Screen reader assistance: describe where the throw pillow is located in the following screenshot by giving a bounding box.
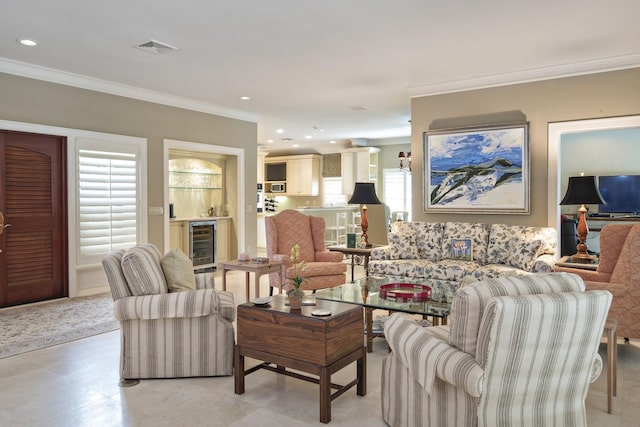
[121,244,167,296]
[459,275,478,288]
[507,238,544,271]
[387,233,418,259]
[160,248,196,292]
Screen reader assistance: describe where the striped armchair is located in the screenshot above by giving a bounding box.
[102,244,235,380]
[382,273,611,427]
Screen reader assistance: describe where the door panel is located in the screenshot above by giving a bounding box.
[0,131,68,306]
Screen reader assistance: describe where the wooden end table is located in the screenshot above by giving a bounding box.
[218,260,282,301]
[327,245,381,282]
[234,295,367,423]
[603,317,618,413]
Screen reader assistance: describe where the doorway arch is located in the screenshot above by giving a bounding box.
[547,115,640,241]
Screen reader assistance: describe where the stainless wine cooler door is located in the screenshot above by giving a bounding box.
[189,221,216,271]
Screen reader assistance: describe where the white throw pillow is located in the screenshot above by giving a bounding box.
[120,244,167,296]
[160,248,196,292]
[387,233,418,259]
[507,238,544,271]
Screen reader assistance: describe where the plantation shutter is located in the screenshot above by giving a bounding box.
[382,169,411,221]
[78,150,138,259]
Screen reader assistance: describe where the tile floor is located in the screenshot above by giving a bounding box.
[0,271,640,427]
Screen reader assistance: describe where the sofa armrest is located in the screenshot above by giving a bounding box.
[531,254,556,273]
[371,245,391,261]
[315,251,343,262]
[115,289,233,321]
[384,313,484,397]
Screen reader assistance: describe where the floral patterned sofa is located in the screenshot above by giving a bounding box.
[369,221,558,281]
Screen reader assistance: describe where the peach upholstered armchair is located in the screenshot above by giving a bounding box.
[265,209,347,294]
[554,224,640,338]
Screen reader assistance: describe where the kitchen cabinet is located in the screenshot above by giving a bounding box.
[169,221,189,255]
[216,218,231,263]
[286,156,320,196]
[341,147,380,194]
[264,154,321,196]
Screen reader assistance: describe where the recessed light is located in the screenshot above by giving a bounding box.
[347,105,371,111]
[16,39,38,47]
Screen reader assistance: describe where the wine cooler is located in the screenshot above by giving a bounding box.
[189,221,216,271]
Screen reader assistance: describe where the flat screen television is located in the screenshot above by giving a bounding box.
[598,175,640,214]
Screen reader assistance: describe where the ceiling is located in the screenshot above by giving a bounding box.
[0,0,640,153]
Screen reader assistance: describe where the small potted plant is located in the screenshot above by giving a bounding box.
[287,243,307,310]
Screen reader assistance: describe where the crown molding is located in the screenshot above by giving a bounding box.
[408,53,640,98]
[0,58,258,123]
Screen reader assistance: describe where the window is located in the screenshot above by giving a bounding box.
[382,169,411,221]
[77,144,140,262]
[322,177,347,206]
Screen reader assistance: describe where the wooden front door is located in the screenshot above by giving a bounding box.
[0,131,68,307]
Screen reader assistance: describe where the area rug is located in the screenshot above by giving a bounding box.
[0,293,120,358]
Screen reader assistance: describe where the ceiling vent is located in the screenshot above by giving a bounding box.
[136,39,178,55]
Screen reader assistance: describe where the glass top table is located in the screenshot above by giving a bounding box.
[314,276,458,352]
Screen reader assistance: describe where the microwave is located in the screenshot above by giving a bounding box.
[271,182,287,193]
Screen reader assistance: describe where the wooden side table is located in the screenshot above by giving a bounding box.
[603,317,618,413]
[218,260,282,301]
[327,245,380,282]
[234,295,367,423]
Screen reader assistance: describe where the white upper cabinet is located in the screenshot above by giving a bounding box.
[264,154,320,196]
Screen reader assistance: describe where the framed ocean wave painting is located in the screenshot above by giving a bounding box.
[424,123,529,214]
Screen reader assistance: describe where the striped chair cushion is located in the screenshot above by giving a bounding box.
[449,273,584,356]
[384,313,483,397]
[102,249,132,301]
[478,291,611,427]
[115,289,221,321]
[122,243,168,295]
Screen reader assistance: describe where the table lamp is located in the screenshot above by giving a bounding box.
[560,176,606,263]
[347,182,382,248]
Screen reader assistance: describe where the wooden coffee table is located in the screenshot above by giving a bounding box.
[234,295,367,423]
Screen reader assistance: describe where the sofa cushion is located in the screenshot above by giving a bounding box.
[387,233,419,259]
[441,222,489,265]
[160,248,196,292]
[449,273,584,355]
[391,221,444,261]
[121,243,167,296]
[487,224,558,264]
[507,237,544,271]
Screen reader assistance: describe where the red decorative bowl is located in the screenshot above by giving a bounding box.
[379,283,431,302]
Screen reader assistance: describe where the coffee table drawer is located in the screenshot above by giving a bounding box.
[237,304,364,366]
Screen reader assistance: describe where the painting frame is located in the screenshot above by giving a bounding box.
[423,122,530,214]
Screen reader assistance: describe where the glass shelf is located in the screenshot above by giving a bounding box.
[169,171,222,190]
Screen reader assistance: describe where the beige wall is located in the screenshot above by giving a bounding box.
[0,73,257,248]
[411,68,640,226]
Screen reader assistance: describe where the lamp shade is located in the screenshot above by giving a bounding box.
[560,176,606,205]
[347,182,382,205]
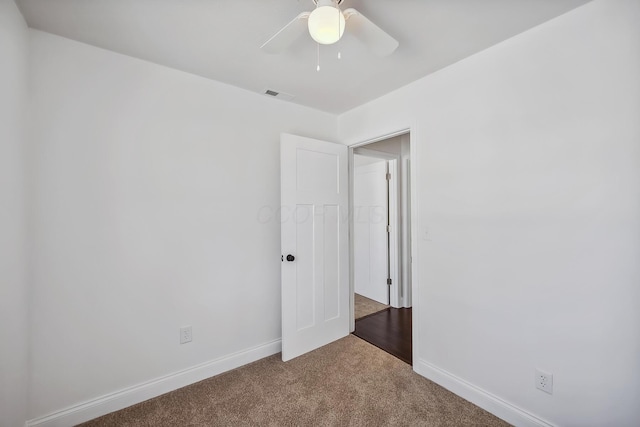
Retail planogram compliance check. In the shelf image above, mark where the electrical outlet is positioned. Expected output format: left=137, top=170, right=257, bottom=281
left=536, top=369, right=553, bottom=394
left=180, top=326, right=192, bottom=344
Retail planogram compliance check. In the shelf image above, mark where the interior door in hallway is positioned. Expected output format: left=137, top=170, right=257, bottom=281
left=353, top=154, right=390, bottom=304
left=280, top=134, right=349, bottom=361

Descrição do exercício
Pode reproduzir todas as entradas acima, linha por linha e sem nenhuma alteração, deixando as imagens de fora?

Resposta esperada
Screen reader assistance: describe where the throw pillow is located in the following screenshot by giving a bounding box.
[121,244,167,296]
[459,275,478,288]
[507,238,544,271]
[387,233,418,259]
[160,248,196,292]
Screen reader assistance: describe where the striped armchair is located in the screenshot above by giving a bounding box.
[102,244,235,380]
[382,273,611,427]
Screen reader assistance: describe where the door panel is located in the screenshot above by giving a bounding box.
[0,131,68,306]
Screen reader assistance: describe where the wooden end table is located in the screenshot above by giving a bounding box.
[218,260,282,301]
[327,245,381,282]
[234,295,367,423]
[603,317,618,413]
Screen reader assistance: describe where the doorway arch is located in the screenshot above by giving a bounding box.
[547,115,640,241]
Screen reader assistance: describe where the stainless wine cooler door is located in the screenshot above by giving a bounding box.
[189,221,216,271]
Screen reader assistance: describe where the white throw pillow is located in the screenshot above by giving a bounding box.
[120,244,167,296]
[160,248,196,292]
[387,233,418,259]
[507,238,544,271]
Screen reader assistance: describe where the plantation shutter is located in the screenshot above by giving a bounding box.
[382,169,411,221]
[78,150,138,259]
Screen reader assistance: describe where the tile floor is located in the screenshot above by giving a bounding box.
[0,271,640,427]
Screen reader assistance: describe where the sofa armrest is located in the screenshot above by giving a bounding box.
[531,254,556,273]
[371,245,391,261]
[315,251,343,262]
[115,289,233,321]
[384,313,484,397]
Screen reader assistance: describe where the floral patterned sofa is located in the screenshot above by giving a bounding box.
[369,221,558,281]
Screen reader assistance: describe where the peach upholstered armchair is located in the screenshot above by giving a bounding box.
[265,209,347,294]
[554,224,640,338]
Screen reader assistance: describe where the kitchen cabinet is located in the screenshot above by giving a bounding box.
[169,221,189,255]
[216,218,231,263]
[286,156,320,196]
[341,147,380,194]
[264,154,321,196]
Screen reader assistance: describe where the recessed light is located in the screenshot above by giving a bounding box.
[347,105,371,111]
[16,39,38,47]
Screen reader assistance: describe where the wine cooler is located in the screenshot above by giving a bounding box.
[189,221,216,271]
Screen reader assistance: describe where the flat screen television is located in the screenshot above by giving a bounding box.
[598,175,640,214]
Screen reader assistance: describe where the ceiling is located in the screenshot above by giving a bounding box.
[0,0,640,153]
Screen reader assistance: describe where the small potted plant is located in the screenshot above by giving a bounding box.
[287,243,307,310]
Screen reader assistance: describe where the crown molding is located in the screenshot above by giving a bounding box.
[408,53,640,98]
[0,58,258,123]
Screen reader assistance: describe where the window is located in the screenshot above by giving a bounding box.
[382,169,411,221]
[77,144,140,262]
[322,177,347,206]
Screen reader assistance: describe where the wooden front door is located in the screenshot above by giving a bounding box.
[0,131,68,307]
Screen reader assistance: describe where the area rug is located in the screenshot above by giving a bounding box.
[0,293,120,358]
Screen reader assistance: describe where the ceiling vent is located in the screenshot above by giving a bounding box.
[136,39,178,55]
Screen reader assistance: describe where the glass top table is located in the screenshot above by giving a bounding box.
[314,276,458,352]
Screen reader assistance: describe where the microwave is located in the screenshot above by giving a bounding box.
[271,182,287,193]
Screen reader assistance: describe where the wooden side table is located in the screenshot above by giving a bounding box.
[603,317,618,413]
[218,260,282,301]
[327,245,380,282]
[234,295,367,423]
Screen reader assistance: describe where the white upper cabinet is located in the screenshot above by giving a bounding box.
[264,154,320,196]
Screen reader assistance: describe where the framed ocean wave painting is located in the screenshot above by giving a bounding box.
[424,123,529,214]
Screen reader assistance: describe where the striped chair cushion is located in the screenshot above by giving a bounding box.
[449,273,584,356]
[384,313,483,397]
[102,249,132,301]
[478,291,611,427]
[115,289,221,321]
[122,243,168,295]
Screen reader assistance: describe where the table lamp is located in the screenshot above by giving a bounding box.
[560,176,606,263]
[347,182,382,248]
Screen reader assistance: describe where the wooden coffee table is located in the screenshot above by giving a bounding box.
[234,295,367,423]
Screen reader assistance: describe where the sofa cushion is located in the screenshot above by giving a bounding box.
[387,233,419,259]
[441,222,489,265]
[160,248,196,292]
[449,273,584,355]
[391,221,444,261]
[121,243,167,296]
[487,224,558,264]
[507,237,544,271]
Screen reader assistance: describe where the red decorative bowl is located in the screenshot above by giving a bounding box.
[379,283,431,302]
Screen reader assistance: describe where the coffee table drawer is located in the screenshot above by giving a bounding box.
[237,304,364,366]
Screen reader assistance: describe where the painting frame is located in the screenshot above by giving a bounding box.
[423,122,530,214]
Screen reader assistance: describe where the glass shelf is located in the screenshot above by giving a bounding box.
[169,171,222,190]
Screen reader assistance: describe where the beige wall is located in the screenshot above by giving a bounding box.
[0,73,257,248]
[411,68,640,226]
Screen reader assistance: describe where the lamp shade is located in the screenshot above by giving a bounding box.
[560,176,606,205]
[347,182,382,205]
Retail planogram compliance check. In the shelf image above, mark where the electrical outlet is positioned. Expected output format: left=137, top=170, right=257, bottom=281
left=536, top=369, right=553, bottom=394
left=180, top=326, right=192, bottom=344
Retail planogram compliance check. In the shelf image above, mark where the interior door in hallway is positioned. Expected output format: left=137, top=170, right=257, bottom=281
left=353, top=154, right=390, bottom=304
left=280, top=134, right=349, bottom=361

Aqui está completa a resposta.